===== Kutipan Sumber

Lama kami bertukar kisah, langit berangsur-angsur kebiruan. Tanah yang semula gelap seketika menunjukkan warna asli. Tempat kami duduk-duduk mulai kelihatan wujudnya. Ada panggung berukuran 6 x 10 meter di depan. Ah, ini ruang pertunjukan yang beberapa waktu lalu mendunia lantaran diunggah akun internasional 9GAG. Juga sempat hit karena dipakai konser beberapa musikus indie ternama.
Kabut meluruh, matahari membuncah. Teman saya bersiul-siul meniru liukan pipit, menyambut selaksa awan yang turun pelan-pelan. Hutan berangsur-angsur riuh. Orang-orang berdatangan. Suaranya menggema, menyaru gemuruh daun. Beberapa berbisik. Katanya, mereka merasa berada di Forks, Washington, atau kota-kota kecil lain di Evergreen State. Tak ingin kehilangan momen, satu per satu ripuh mengeluarkan alat bidik, memotret lanskap dari beragam sudut.
Kami memilih mencari spot sepi, bergerak ke area lebih dalam. Melangkah ke ujung hutan, saya dipertemukan dengan taman bunga matahari dan rumah kayu yang bertengger di atas pohon. Ada dua tingkat yang bisa dinaiki maksimal empat orang.“Biasanya, kalau ramai, pengunjung diberi batas waktu 10 menit untuk berfoto,” katanya.
Lepas pandang, ada banyak obyek yang bisa dinikmati. Salah satunya bayangan laut. “Itu pantai selatan,” tuturnya.“Bukan cuma wujudnya yang indah. Ada fenomena alam dengan sentuhan metafisika yang membuatnya lebih istimewa”. Tak banyak bicara lagi, pria berkepala dua yang lama tinggal di Bantul itu lantas membawa saya menuju lanskap yang dimaksud.

==========
===== Informasi yang Diberikan

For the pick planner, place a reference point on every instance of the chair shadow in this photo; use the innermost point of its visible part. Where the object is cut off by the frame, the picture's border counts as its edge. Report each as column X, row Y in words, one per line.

==========

**Petunjuk Tugas**
• A. Jawablah pertanyaan berikut berdasarkan kutipan sumber.
(i) Berapa ukuran panggung di depan tempat mereka duduk?
(ii) Orang-orang berbisik bahwa mereka merasa berada di kota mana?
(iii) Jika ramai, berapa lama batas waktu berfoto bagi pengunjung rumah kayu di atas pohon?
• B. Tuliskan kembali bagian kutipan sumber tanpa perubahan, mulai dari "Lama kami bertukar" dan berakhir pada "musikus indie ternama.".

**Jawaban Tugas**
• A.
(i) 6 x 10 meter.
(ii) Forks, Washington, atau kota-kota kecil lain di Evergreen State.
(iii) 10 menit.

• B.
Lama kami bertukar kisah, langit berangsur-angsur kebiruan. Tanah yang semula gelap seketika menunjukkan warna asli. Tempat kami duduk-duduk mulai kelihatan wujudnya. Ada panggung berukuran 6 x 10 meter di depan. Ah, ini ruang pertunjukan yang beberapa waktu lalu mendunia lantaran diunggah akun internasional 9GAG. Juga sempat hit karena dipakai konser beberapa musikus indie ternama.